◆ **Problem to work on**: Write out only the lines from the start of the entries up to and including the line with "Outline window pane."; please skip the pictures.

◆ **Data excerpts**:
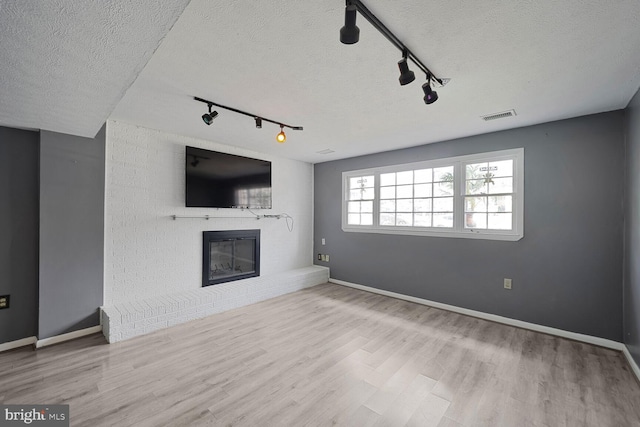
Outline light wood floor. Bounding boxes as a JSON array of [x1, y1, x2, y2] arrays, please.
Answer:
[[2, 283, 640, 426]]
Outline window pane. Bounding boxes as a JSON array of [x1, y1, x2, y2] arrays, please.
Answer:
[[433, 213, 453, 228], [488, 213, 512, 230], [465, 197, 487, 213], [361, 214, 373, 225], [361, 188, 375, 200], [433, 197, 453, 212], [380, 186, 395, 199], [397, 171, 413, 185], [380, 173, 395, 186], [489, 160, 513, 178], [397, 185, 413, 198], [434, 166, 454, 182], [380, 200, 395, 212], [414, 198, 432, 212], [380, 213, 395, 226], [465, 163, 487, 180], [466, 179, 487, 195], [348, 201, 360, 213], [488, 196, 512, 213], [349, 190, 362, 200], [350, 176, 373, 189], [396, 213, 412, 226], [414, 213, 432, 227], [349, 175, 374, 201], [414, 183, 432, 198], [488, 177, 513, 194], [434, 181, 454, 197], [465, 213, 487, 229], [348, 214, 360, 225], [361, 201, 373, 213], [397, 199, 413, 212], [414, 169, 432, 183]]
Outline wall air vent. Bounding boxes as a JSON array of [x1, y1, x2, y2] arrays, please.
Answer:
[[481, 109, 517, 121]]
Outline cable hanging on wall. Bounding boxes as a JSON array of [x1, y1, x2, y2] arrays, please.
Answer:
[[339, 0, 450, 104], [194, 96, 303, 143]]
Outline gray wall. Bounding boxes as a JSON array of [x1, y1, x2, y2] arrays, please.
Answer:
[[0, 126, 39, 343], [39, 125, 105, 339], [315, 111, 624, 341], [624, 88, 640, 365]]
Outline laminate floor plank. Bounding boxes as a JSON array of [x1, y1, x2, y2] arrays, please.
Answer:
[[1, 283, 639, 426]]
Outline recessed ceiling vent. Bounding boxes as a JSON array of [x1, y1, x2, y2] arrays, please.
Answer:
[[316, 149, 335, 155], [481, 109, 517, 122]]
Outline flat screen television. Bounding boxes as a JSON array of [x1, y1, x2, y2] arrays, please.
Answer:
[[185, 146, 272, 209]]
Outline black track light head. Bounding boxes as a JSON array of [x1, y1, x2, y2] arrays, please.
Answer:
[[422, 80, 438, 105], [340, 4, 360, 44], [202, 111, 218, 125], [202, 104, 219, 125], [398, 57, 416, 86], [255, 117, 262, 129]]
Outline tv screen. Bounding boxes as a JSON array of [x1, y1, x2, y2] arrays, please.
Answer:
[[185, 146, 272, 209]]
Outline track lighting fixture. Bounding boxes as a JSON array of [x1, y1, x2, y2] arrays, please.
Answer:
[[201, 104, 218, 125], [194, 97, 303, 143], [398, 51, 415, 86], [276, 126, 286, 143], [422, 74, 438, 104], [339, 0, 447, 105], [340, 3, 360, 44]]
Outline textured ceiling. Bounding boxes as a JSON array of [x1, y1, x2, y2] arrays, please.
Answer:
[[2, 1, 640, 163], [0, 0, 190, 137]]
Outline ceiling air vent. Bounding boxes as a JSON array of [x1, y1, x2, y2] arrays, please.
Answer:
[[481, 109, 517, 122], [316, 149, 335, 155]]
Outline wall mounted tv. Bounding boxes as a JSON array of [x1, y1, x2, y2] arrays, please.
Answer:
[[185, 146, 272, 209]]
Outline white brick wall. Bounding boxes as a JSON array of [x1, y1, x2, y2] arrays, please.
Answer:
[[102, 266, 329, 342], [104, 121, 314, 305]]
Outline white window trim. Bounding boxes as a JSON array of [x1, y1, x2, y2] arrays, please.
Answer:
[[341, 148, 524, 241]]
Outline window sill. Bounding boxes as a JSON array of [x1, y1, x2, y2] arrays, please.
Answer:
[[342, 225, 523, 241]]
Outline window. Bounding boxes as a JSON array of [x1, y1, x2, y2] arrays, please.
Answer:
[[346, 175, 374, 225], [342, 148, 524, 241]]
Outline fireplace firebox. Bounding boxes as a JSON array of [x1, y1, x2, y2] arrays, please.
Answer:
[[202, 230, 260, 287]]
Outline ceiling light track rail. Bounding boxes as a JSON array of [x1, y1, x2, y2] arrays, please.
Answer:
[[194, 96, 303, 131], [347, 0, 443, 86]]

◆ **Final answer**:
Outline light wood floor. Bounding boxes as a JSON array of [x1, y1, x2, y2] arrays, please.
Answer:
[[2, 283, 640, 426]]
Outline window pane. Bounding boxes as a JSON array of [x1, y1, x2, y2] arrays, please.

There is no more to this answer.